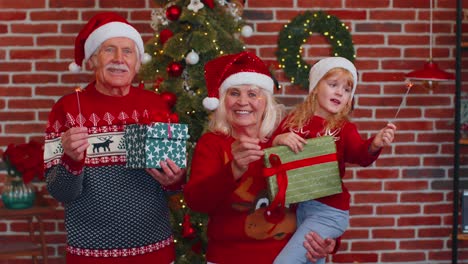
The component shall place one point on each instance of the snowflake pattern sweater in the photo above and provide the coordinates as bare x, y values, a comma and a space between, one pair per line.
350, 148
237, 230
110, 211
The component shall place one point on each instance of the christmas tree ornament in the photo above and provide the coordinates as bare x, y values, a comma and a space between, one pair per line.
188, 231
209, 3
173, 12
158, 18
195, 5
170, 98
174, 69
165, 35
157, 83
246, 31
236, 8
192, 58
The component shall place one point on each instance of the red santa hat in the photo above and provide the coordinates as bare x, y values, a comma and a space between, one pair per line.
325, 65
100, 28
234, 69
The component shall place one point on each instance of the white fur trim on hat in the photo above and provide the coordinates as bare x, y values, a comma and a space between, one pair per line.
73, 67
211, 103
254, 78
112, 30
324, 65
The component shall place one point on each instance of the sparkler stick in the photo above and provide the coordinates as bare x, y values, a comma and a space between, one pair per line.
77, 91
403, 101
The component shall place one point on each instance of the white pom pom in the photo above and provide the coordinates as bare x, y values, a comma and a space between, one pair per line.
146, 58
73, 67
192, 58
210, 103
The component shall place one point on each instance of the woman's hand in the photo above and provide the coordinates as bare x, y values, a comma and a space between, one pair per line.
244, 151
317, 247
171, 173
292, 140
75, 142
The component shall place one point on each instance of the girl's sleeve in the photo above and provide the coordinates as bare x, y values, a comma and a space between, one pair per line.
211, 180
356, 148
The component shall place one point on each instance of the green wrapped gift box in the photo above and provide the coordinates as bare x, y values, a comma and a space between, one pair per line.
310, 174
147, 145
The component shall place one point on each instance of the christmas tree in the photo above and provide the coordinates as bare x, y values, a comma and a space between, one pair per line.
189, 33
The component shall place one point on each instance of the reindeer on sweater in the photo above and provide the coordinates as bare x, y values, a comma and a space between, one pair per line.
104, 144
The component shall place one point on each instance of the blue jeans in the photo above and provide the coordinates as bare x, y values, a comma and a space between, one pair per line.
325, 220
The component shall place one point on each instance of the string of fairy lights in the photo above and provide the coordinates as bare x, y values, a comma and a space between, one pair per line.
298, 31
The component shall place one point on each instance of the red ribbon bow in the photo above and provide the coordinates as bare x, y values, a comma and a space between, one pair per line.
279, 169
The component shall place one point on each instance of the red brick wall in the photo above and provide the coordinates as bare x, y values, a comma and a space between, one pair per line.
401, 206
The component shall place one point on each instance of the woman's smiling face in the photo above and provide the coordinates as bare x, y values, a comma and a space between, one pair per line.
245, 106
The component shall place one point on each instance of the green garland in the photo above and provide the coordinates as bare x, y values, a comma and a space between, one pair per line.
298, 31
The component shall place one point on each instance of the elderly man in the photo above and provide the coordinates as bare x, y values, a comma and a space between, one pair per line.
113, 214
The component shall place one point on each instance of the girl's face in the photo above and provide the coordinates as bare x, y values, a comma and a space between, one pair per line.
245, 106
333, 93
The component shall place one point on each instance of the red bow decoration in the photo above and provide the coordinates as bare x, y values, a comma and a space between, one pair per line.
279, 169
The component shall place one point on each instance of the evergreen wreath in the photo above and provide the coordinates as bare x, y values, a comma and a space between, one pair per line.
294, 34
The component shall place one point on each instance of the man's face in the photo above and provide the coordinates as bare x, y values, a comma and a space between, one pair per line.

══════

SET PROBLEM >> Begin with the line that contains "the woman's smiling" and end with the last line of the records; set down every line in that span exactly, and nothing else.

TASK ANSWER >>
The component shall place one point on each instance of the woman's smiling face in the photo above and provide the coordinates as bare x, y values, a comma and a space between, one pair per line.
245, 106
The component shall place one point on each instance of the green garland in the photo above and provide the coordinates as bare x, y values, a comma and a space between, one pair per line.
298, 31
The component shall place one point on each instance of the elderly man in the photo above and provide the coordinates as bare x, y values, a comma and a space between, one pair per line.
113, 214
The component shall place one point on each instance of the girl's face in the photo above and provide the coordinates as bare x, y values, a comma and a space between, one pair per line.
245, 106
333, 93
The component shall place one point on each instance of the red bow decoration in the photo above and provide the coordinates as bare x, y values, a comma and a space between, one pair per line.
279, 169
The component shall place one point on each instance of the evergreen wreath in the photo above and provide the coordinates as bare x, y values, a comma and a space between, one pair per line.
294, 34
The component shall place one point on each instance of the man's face in the photo above and provide the coordinates as bare x, y values, a comma and a space between, one pair per line.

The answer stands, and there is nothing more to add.